──────── Texto para análise

Alfabetizar hoje

31_01_2014Sereia - Canção popular

-

Por Fernanda Flores

Nenhuma criança chega à escola ignorando totalmente a língua escrita. Elas não aprendem porque veem e escutam ou por ter lápis e papel à disposição, e sim porque trabalham cognitivamente com o que o meio lhes oferece. [...] Por trás da mão que pega o lápis, dos olhos que olham, dos ouvidos que escutam, há uma criança que pensa.

Emília Ferreiro

Ao longo desta semana, realizamos as primeiras reuniões de pais dos primeiros anos do Fundamental 1. Dentre tantas novidades que compõem a entrada em uma nova e aguardada fase da vida escolar, muitas perguntas se colocam aos pais, que dizem respeito ao processo de alfabetização em curso. Assim, consideramos importante compartilhar algumas reflexões sobre esse momento.

Quantas coisas poderiam existir no mundo atual sem a escrita? Nenhum dos traços mais cotidianos de nossas modernas sociedades estaria aí, e é exercício, quase impossível, imaginar um mundo sem livros, livrarias e bibliotecas; sem jornais, mensagens eletrônicas, receitas médicas, etiquetas; sem dicionários, sem ciência, sem literatura. A imagem de uma cultura sem escrita não faz mais do que nos mostrar uma lista (incompleta) dos bens culturais dos quais não participam do mesmo modo aqueles que têm ou não acesso ao domínio da língua.

E, para ter acesso a esse mundo letrado, o que significa alfabetizar hoje? Para nós, significa criar condições de aprendizagem que permitam ao aluno produzir e compreender as linguagens oral e escrita, adequadas às circunstâncias nas quais se encontrem envolvidos, com progressão de desafios e complexidade. É tarefa que compromete e instiga todos os que escolhem acompanhar essa jornada desde seu início.

────────────────
──────── Dados de entrada

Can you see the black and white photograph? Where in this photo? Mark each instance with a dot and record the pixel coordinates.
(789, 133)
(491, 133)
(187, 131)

────────────────

Instruções das tarefas =>
[A] De acordo com o texto sobre alfabetização, que reuniões foram realizadas ao longo da semana?
[B] Segundo o texto sobre alfabetização, por que os autores consideraram importante compartilhar reflexões sobre esse momento? Explique em até três frases.
[C] Transcreva literalmente o trecho do texto sobre alfabetização que vai de "E, para ter" até "desde seu início.".
Para responder, baseie-se somente no texto.

Exercício resolvido =>
[A] As primeiras reuniões de pais dos primeiros anos do Fundamental 1.

[B] A entrada em uma nova fase da vida escolar traz muitas novidades. Por isso surgem para os pais muitas perguntas sobre o processo de alfabetização em curso. Assim, os autores julgaram importante compartilhar algumas reflexões sobre esse momento.

[C]
E, para ter acesso a esse mundo letrado, o que significa alfabetizar hoje? Para nós, significa criar condições de aprendizagem que permitam ao aluno produzir e compreender as linguagens oral e escrita, adequadas às circunstâncias nas quais se encontrem envolvidos, com progressão de desafios e complexidade. É tarefa que compromete e instiga todos os que escolhem acompanhar essa jornada desde seu início.